Problem details: Keep the pictures out of the copy and repeat the records exactly.

Working data:

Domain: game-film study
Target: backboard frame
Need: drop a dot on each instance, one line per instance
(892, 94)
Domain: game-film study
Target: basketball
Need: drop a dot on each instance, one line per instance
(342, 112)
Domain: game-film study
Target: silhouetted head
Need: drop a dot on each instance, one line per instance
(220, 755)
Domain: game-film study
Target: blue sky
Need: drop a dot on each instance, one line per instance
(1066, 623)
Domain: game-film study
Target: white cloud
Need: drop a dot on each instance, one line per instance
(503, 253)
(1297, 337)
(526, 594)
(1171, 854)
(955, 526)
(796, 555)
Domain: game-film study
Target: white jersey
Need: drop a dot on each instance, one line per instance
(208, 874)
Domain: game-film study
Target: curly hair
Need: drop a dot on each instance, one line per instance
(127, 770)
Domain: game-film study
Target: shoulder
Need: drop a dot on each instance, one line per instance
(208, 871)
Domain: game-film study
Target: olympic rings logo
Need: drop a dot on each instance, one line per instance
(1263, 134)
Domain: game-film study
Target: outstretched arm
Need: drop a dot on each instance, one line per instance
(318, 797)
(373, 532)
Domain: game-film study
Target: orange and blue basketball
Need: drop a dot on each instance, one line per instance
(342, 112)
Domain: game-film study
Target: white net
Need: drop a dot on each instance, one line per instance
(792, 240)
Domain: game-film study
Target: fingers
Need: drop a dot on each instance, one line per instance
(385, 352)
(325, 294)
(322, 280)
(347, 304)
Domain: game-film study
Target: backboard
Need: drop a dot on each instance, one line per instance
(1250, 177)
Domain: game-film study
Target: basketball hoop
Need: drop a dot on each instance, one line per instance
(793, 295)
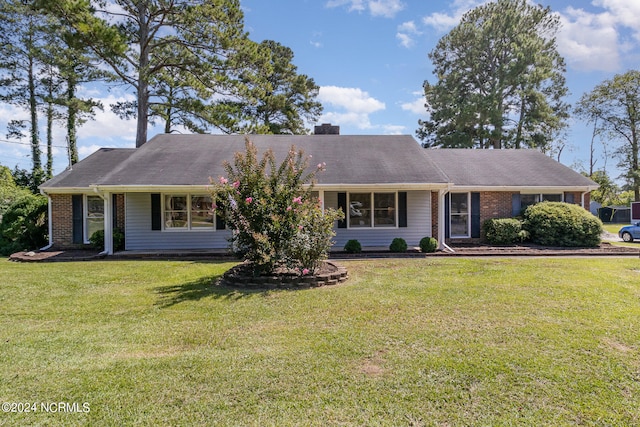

The answer:
Domain: game-film study
Target: backboard frame
Need: drop a dot on each instance, one line per instance
(892, 94)
Domain: game-film study
Target: basketball
Need: drop a dot on each instance, one line per instance
(342, 112)
Domain: game-film study
Target: silhouetted head
Need: drop a dot on each instance, one line per instance
(220, 755)
Domain: game-film study
Target: blue sky
Need: drop a dot on each instance, one line per instance
(1066, 623)
Domain: game-film study
Target: white cloud
Need: drop a dot on each instance, one line per instance
(503, 253)
(1297, 337)
(526, 594)
(1171, 854)
(955, 526)
(796, 555)
Domain: game-film study
Target: white jersey
Need: drop a dot on each instance, one line per instance
(208, 874)
Domain: game-film study
Target: curly hair
Need: drop a dot on each instance, one line per instance
(127, 770)
Domain: game-film study
Target: shoulder
Need: drop a dot on each instance, one line per instance
(208, 871)
Domain: game-film study
Target: olympic rings logo
Need: drop a dot on each instance, one line per instance
(1263, 134)
Domain: game-film study
Target: outstretched arm
Need: drop a dot on each instance, one line per instance
(318, 797)
(373, 532)
Domain: game-film study
Target: orange and blue basketball
Need: drop a dot on each instance, one line per instance
(342, 112)
Domain: game-film study
Target: white net
Need: drop a dot on each instance, one line per instance
(792, 240)
Domain: game-film study
Target: fingers
Need: drop a dot on each instance, one line per instance
(385, 352)
(325, 294)
(322, 280)
(347, 304)
Domain: game-film study
Target: backboard
Need: drop a dot on each instance, one line per instance
(1250, 177)
Domain: game-film study
Target: basketball hoop
Need: drop a dot on each instance, one line per instance
(793, 295)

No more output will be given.